> [Stored records]:
:::
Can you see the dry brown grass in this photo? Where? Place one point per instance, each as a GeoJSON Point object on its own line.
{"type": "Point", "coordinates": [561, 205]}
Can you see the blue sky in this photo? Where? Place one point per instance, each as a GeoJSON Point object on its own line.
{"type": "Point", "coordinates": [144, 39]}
:::
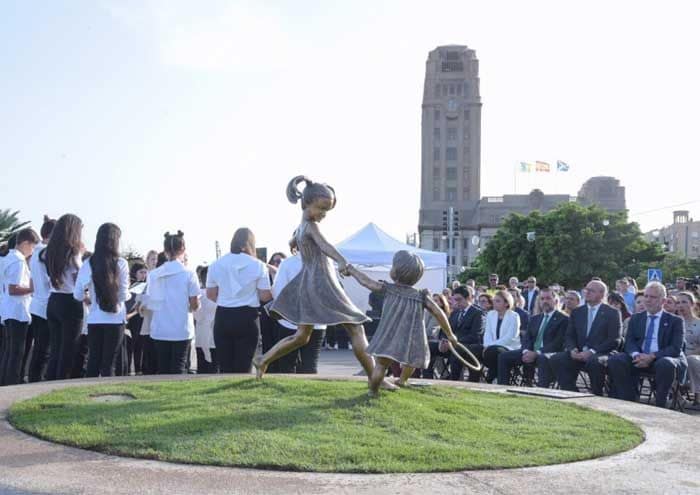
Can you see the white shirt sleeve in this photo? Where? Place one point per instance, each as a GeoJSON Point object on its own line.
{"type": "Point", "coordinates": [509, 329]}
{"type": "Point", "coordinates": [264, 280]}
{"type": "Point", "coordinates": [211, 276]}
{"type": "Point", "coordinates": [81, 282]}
:::
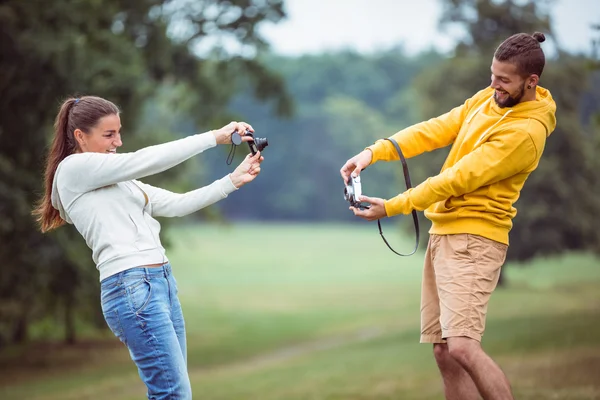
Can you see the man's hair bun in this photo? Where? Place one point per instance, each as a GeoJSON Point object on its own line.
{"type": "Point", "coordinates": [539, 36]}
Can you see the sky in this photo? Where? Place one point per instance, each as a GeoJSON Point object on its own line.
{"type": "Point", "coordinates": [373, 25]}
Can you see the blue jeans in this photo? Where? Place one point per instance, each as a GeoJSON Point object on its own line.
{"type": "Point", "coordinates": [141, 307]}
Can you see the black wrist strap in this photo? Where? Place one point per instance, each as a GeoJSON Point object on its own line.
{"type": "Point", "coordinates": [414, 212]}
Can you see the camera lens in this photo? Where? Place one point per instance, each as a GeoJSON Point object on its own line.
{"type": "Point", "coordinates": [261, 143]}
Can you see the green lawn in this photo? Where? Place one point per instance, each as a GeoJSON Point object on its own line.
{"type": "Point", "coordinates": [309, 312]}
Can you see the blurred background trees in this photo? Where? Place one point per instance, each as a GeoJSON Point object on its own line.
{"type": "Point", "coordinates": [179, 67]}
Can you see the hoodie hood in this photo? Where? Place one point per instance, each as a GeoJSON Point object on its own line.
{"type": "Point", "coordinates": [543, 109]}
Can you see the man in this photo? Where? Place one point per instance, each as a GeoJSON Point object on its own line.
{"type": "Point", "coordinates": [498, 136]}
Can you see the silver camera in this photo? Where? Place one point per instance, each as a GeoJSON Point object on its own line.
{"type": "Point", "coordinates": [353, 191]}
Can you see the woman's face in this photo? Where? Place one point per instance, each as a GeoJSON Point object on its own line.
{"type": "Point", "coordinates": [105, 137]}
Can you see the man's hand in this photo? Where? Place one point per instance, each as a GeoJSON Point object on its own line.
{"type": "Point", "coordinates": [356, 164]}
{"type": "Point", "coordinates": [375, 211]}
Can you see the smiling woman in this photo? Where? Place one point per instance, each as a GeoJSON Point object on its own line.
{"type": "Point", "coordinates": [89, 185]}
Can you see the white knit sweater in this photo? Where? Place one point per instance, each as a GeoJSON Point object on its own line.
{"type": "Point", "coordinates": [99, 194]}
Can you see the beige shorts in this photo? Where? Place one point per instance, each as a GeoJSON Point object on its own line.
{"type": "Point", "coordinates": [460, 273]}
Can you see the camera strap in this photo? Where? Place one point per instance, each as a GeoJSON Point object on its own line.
:::
> [Requirements]:
Rewrite the items from the line with "Can you see the man in" up to and including the line with "Can you see the camera strap", putting "Put" wherever "Place" appears and keeping everything else unchanged.

> [Answer to the problem]:
Can you see the man in this photo? Where? Put one point per instance, each as a GeoJSON Point object on its own line.
{"type": "Point", "coordinates": [498, 136]}
Can you see the silver camera in this photo? Where? Put one point per instance, each as a GeoJSON Point object on its own line.
{"type": "Point", "coordinates": [353, 191]}
Can you see the woman's face in this photo? Where? Put one point per instance, each as a GeoJSON Point object on its own line.
{"type": "Point", "coordinates": [105, 137]}
Can you see the man's hand in this photo? Where? Put one point per instance, each as a GeoJSON Point object on its own line.
{"type": "Point", "coordinates": [356, 164]}
{"type": "Point", "coordinates": [375, 211]}
Can you see the smiling woman in this photo? Where? Put one point per instance, each as a GeoJSON Point object on its own line.
{"type": "Point", "coordinates": [89, 185]}
Can you see the white knit sweater in this photo? Where? Put one point per instance, each as a GeoJSON Point object on its own line.
{"type": "Point", "coordinates": [99, 194]}
Can you see the beige shorts in this photo? Where? Put one point per instance, each as a GeoJSON Point object on its own line.
{"type": "Point", "coordinates": [460, 273]}
Can you see the camera strap in this photo? Where? Put one point per instance, each as a GeoJSON Point object on its own line.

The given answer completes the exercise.